WHAT YOU SHOULD DO
Edit the listing lines from the one holding "Reviewer note: make sure each instance of the woman's dark jeans" through the one holding "[(265, 412), (281, 511)]", inclusive, so that "keypoint" reads "point marker". Return only those lines and keep everything else unchanged.

Dataset rows:
## start
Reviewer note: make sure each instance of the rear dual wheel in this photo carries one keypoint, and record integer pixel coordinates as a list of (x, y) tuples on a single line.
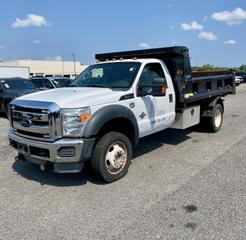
[(213, 123), (111, 157)]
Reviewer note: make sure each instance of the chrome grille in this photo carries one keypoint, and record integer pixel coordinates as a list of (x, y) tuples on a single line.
[(44, 120)]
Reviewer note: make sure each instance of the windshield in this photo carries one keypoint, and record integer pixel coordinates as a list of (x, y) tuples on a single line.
[(60, 82), (108, 75), (17, 84)]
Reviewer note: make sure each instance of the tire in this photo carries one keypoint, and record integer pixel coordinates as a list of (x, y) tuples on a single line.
[(112, 156), (215, 122)]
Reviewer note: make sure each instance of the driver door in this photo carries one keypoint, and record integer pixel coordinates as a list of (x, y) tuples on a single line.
[(152, 112)]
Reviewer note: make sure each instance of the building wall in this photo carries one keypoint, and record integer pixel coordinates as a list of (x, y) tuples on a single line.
[(48, 67)]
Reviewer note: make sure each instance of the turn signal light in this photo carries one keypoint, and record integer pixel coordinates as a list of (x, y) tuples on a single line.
[(84, 117)]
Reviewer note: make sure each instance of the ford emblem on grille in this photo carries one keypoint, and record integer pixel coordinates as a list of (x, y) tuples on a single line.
[(25, 122)]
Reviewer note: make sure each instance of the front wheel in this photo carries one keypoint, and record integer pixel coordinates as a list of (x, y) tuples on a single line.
[(111, 157)]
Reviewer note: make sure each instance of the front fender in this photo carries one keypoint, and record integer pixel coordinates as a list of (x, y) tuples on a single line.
[(106, 114)]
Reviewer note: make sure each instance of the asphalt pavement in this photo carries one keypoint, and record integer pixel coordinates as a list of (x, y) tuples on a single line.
[(181, 185)]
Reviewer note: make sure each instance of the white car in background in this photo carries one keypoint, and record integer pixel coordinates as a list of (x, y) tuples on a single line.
[(238, 79)]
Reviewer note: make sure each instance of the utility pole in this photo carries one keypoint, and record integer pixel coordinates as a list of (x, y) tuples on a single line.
[(62, 64), (74, 64)]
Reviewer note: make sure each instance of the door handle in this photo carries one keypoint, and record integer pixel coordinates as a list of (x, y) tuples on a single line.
[(170, 98)]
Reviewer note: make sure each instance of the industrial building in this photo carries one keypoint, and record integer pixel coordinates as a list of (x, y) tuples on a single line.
[(48, 68)]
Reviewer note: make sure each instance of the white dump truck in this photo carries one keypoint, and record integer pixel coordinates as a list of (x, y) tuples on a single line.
[(111, 105)]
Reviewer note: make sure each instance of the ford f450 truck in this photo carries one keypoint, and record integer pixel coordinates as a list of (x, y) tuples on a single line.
[(111, 105)]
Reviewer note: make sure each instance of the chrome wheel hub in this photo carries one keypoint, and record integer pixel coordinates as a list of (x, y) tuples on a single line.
[(218, 118), (116, 157)]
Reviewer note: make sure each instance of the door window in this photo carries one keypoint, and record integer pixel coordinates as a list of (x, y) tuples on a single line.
[(152, 72)]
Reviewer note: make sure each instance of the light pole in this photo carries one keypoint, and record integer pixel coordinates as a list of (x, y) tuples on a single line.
[(74, 65)]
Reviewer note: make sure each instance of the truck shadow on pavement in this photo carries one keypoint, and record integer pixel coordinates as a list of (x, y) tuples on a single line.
[(3, 115), (146, 145)]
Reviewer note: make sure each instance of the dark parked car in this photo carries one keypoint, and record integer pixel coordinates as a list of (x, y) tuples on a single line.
[(241, 75), (44, 83), (10, 88)]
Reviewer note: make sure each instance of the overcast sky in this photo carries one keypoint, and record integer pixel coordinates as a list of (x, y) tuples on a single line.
[(214, 30)]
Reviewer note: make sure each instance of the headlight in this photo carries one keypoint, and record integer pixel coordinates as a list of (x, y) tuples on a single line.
[(74, 121)]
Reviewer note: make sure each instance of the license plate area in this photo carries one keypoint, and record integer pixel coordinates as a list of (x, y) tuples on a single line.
[(22, 148)]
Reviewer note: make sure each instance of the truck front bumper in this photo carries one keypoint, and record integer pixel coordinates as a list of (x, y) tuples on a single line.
[(65, 155)]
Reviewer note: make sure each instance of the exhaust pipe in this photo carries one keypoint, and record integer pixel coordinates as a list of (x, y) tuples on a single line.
[(19, 157)]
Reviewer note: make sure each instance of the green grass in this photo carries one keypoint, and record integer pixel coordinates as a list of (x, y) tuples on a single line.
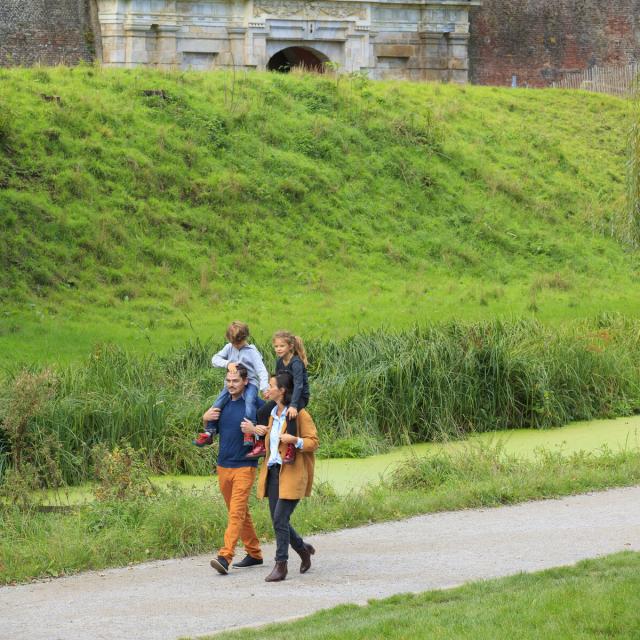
[(298, 201), (178, 523), (593, 599), (369, 392)]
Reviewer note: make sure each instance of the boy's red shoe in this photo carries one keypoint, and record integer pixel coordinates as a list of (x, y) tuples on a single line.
[(247, 440), (258, 451), (290, 455), (203, 439)]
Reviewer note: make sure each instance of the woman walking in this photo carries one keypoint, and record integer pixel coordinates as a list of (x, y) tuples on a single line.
[(285, 485)]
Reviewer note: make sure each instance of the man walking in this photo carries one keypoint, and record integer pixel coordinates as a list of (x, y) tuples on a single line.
[(236, 475)]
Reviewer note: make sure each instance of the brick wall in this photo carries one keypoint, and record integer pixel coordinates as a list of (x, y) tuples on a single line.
[(45, 31), (539, 40)]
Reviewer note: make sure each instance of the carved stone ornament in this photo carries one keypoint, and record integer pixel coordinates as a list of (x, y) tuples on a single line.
[(307, 10)]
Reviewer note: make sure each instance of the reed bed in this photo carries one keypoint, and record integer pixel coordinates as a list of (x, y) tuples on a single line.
[(374, 389)]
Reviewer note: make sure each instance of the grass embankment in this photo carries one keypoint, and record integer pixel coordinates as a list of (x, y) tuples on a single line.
[(323, 205), (179, 523), (368, 392), (593, 599)]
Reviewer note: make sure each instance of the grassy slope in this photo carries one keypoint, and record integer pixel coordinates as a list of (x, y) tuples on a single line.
[(593, 599), (293, 201)]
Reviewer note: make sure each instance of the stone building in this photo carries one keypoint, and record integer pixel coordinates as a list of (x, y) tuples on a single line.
[(419, 40)]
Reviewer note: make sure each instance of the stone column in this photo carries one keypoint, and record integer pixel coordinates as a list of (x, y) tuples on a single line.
[(136, 48), (166, 46), (257, 58), (356, 48), (432, 60), (458, 54)]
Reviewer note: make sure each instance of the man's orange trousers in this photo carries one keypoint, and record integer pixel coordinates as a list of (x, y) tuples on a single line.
[(235, 486)]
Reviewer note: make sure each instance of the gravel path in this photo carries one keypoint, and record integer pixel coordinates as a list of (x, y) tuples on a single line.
[(174, 598)]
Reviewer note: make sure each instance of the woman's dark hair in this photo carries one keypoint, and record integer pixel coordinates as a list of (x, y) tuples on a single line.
[(284, 381)]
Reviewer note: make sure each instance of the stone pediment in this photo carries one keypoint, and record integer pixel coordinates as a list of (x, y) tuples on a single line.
[(308, 10)]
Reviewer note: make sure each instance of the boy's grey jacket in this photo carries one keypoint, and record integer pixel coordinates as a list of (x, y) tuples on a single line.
[(250, 357)]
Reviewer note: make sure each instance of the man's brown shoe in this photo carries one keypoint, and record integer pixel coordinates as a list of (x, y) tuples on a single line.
[(278, 573), (258, 451), (305, 555), (290, 455)]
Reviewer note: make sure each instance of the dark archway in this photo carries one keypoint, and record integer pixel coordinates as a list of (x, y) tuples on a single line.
[(290, 57)]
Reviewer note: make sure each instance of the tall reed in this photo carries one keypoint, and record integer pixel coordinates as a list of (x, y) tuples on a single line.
[(381, 387)]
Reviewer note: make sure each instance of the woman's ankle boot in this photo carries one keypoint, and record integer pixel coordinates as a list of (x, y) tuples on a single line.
[(278, 573)]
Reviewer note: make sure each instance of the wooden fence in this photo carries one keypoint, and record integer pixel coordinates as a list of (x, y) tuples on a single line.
[(617, 81)]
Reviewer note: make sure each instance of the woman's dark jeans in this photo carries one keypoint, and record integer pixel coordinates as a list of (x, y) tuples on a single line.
[(265, 412), (281, 511)]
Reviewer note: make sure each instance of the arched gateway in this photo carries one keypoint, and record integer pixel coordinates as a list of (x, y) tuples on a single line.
[(304, 57), (412, 39)]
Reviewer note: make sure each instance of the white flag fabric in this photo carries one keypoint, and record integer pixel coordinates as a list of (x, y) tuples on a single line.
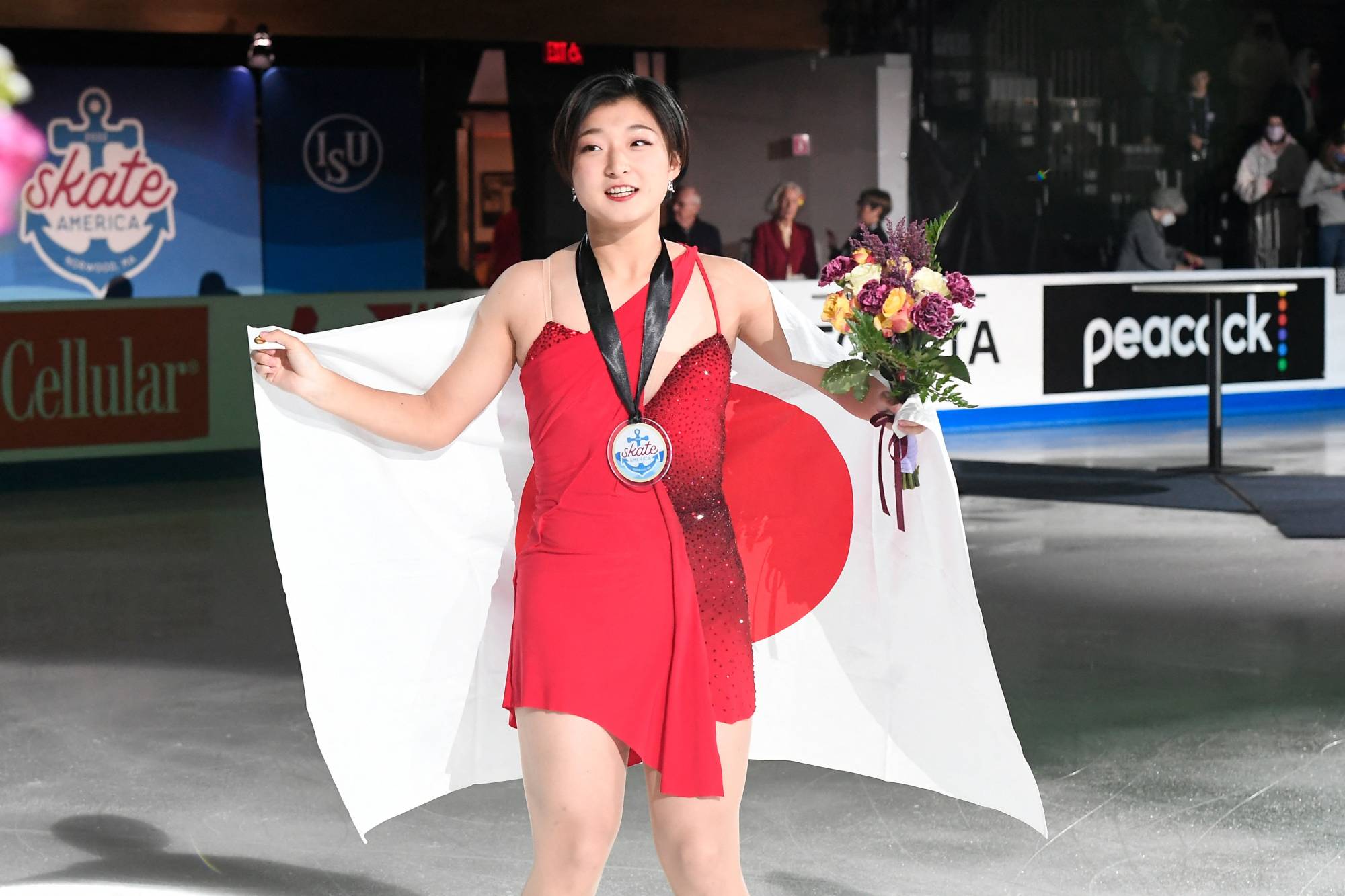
[(871, 654)]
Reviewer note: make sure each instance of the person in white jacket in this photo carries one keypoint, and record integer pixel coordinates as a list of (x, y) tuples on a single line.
[(1268, 181), (1324, 188)]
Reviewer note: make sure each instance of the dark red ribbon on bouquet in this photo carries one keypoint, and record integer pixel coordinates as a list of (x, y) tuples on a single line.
[(898, 451)]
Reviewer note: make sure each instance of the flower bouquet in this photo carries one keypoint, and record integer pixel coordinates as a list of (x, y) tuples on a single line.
[(898, 306), (22, 146)]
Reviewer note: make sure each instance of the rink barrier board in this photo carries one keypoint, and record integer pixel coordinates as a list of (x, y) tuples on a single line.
[(1004, 350)]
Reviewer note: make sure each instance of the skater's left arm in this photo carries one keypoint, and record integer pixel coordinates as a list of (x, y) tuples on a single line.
[(761, 329)]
## end
OUTPUT OF THE TASK
Reviewer note: make sure each instance of the woman's dark jeans in this photo carries one point marker, and record integer pixel coordinates as a list of (x, y) tuples on a single line.
[(265, 412), (281, 511)]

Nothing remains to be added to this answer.